# Modified Oberon Kindle Touch Cover



## kuklachica (Dec 26, 2010)

I love hummingbirds, so my husband bought me the Oberon hummingbirds Kindle Touch cover in wine. It's really nice, and I really love the color. Just didn't really like the elastic band around the button. So I had a leather strap from another case and added that to the cover and took off the elastic. I think it came out well!

The only thing I don't like about the cover is how BIG it is. There is tons of extra room around the edge of the Kindle (almost 1/2 inch) and I don't remember the KK cover being like that. It makes the small Touch very bulky and lose the appeal of being small. I've compared it to a Marware Eco Vue that I have so you can see how much extra room there is compared to other cases. One good thing about the Oberon case's size is that I can store my m-edge light inside the cover with the cover closed. It's huge!

Front of the case (the color is a bit darker in person):


Back:


Inside:


Inside of the Marware case:


Marware case closed:


Oberon case closed, with m-edge light inside:


Closed with light:


Uploaded with ImageShack.us


----------



## 31842 (Jan 11, 2011)

WOW!  It is SO BEAUTIFUL!  I have eyed Oberon covers with such envy...  So, this is completely random, but since you mentioned that the cover is really big...  I currently have a cover with a built in light.  I love the light but the cover is a little corporate.  Do you think there is enough room in the Oberon to fit a covered Kindle inside their cover...?  It sounds crazy.  I know.  I'd just love to be able to keep my light AND have something pretty...


----------



## kuklachica (Dec 26, 2010)

KateDanley said:


> WOW! It is SO BEAUTIFUL! I have eyed Oberon covers with such envy... So, this is completely random, but since you mentioned that the cover is really big... I currently have a cover with a built in light. I love the light but the cover is a little corporate. Do you think there is enough room in the Oberon to fit a covered Kindle inside their cover...? It sounds crazy. I know. I'd just love to be able to keep my light AND have something pretty...


Size-wise you could (the Oberon is the same size as the lighted cover in height, but a lot wider). You'd have to figure out how to attach the lighted cover to the inside of the Oberon because it won't slip under the sleeve since they are the exact same size. You'd also have to cut the straps out of the Oberon to be able to velcro (?) the light side of the Amazon cover to the Oberon. I'll put some pictures of the size comparison in a second... I considered this myself, but ended up not liking the Amazon lighted cover, so didn't have to fiddle with any big modifications.


----------



## kuklachica (Dec 26, 2010)

Here are some pictures comparing the two. The Lighted cover is NOT bigger than the Oberon as it appears in some pictures- it was just my angle. However, it is, to my eye, exactly the same size in height.

Next to each other:


Open (don't mind my velcro!) and sorry it is crooked!:


Lighted cover inside (the Oberon straps make it stick out a lot, so if they weren't there it would lay flat):


----------



## 31842 (Jan 11, 2011)

- - - - - - -

**WORK TO COMPLETE**
- A) In the forum thread about the modified Oberon cover, what did the poster put on the cover in place of the elastic band?
- B) Reproduce the portion of the forum thread starting at "# Modified Oberon" and ending at "came out well!".

- - - - - - -

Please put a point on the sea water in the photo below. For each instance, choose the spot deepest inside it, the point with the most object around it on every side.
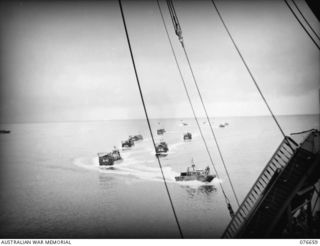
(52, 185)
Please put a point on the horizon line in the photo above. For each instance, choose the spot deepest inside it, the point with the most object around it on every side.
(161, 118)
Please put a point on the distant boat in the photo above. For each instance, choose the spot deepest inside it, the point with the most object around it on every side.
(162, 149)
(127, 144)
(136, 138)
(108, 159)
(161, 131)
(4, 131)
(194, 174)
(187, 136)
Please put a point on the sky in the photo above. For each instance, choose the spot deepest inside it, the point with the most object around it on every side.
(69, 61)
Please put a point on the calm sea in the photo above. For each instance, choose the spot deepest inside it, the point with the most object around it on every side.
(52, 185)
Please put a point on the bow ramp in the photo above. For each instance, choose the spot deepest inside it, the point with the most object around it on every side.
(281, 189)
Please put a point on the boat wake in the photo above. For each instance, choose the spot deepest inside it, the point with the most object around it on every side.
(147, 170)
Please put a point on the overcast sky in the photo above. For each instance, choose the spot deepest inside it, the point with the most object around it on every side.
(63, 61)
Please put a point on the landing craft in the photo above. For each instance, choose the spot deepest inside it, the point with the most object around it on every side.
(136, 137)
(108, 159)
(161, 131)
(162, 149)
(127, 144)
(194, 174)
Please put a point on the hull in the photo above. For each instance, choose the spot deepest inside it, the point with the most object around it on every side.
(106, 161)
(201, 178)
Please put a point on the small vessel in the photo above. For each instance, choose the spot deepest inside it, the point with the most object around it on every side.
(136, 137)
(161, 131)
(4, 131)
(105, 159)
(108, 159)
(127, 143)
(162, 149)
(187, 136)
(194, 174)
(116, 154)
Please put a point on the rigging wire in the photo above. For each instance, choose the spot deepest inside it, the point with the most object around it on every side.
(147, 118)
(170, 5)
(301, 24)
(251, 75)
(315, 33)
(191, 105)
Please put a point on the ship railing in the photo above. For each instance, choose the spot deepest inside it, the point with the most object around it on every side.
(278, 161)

- - - - - - -

**RESULTS OF THE TASKS**
- A) A leather strap from another case.

- B)
# Modified Oberon Kindle Touch Cover



## kuklachica (Dec 26, 2010)

I love hummingbirds, so my husband bought me the Oberon hummingbirds Kindle Touch cover in wine. It's really nice, and I really love the color. Just didn't really like the elastic band around the button. So I had a leather strap from another case and added that to the cover and took off the elastic. I think it came out well!